>>>>>

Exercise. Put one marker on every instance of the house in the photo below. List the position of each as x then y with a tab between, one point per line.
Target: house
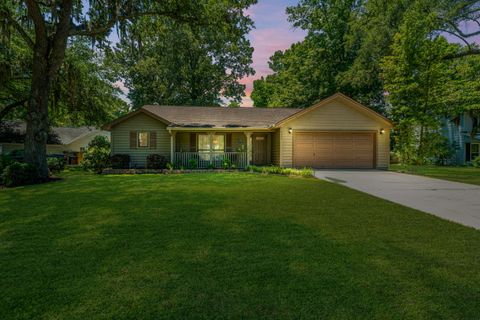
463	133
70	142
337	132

<<<<<
>>>>>

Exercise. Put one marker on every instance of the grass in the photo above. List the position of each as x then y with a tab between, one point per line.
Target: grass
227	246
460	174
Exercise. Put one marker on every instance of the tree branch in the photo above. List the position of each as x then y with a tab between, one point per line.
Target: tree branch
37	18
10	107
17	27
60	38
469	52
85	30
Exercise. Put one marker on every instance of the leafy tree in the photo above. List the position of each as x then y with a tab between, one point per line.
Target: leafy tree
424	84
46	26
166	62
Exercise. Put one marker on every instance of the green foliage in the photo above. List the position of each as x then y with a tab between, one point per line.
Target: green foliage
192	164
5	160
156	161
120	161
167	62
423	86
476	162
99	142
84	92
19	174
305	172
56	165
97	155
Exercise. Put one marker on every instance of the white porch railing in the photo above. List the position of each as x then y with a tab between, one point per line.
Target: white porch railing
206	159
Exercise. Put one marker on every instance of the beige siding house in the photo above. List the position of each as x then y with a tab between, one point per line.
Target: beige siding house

<<<<<

* Exercise details
Every line above from the line with "Target: tree branch" to the line with "Target: beige siding house", both included, must be reproduced exactly, and no other line may appear.

* Expected answer
Target: tree branch
37	18
10	107
17	27
60	38
469	52
85	30
Exercise. Put one marker on every instance of the leafy tree in the photo above. List the position of each as x then y with a tab between, one point per line.
Target: leafy tree
424	84
46	26
166	62
Exercise. Put one marker on every instance of the green foliage in the photo above. List the position of each as x then y with a tab between, one point per line.
Target: green foliage
192	164
5	160
156	161
120	161
167	62
423	86
476	162
99	142
84	92
19	174
305	172
56	165
97	155
Exercise. Put one marker on every instance of the white porch railing in the photo above. List the position of each as x then y with a tab between, one point per line.
Target: white porch railing
206	159
Exercise. Put one marker on every instance of the beige siding house in the photo above. List the position of each as x then y with a tab between, one point per line.
Target: beige siding house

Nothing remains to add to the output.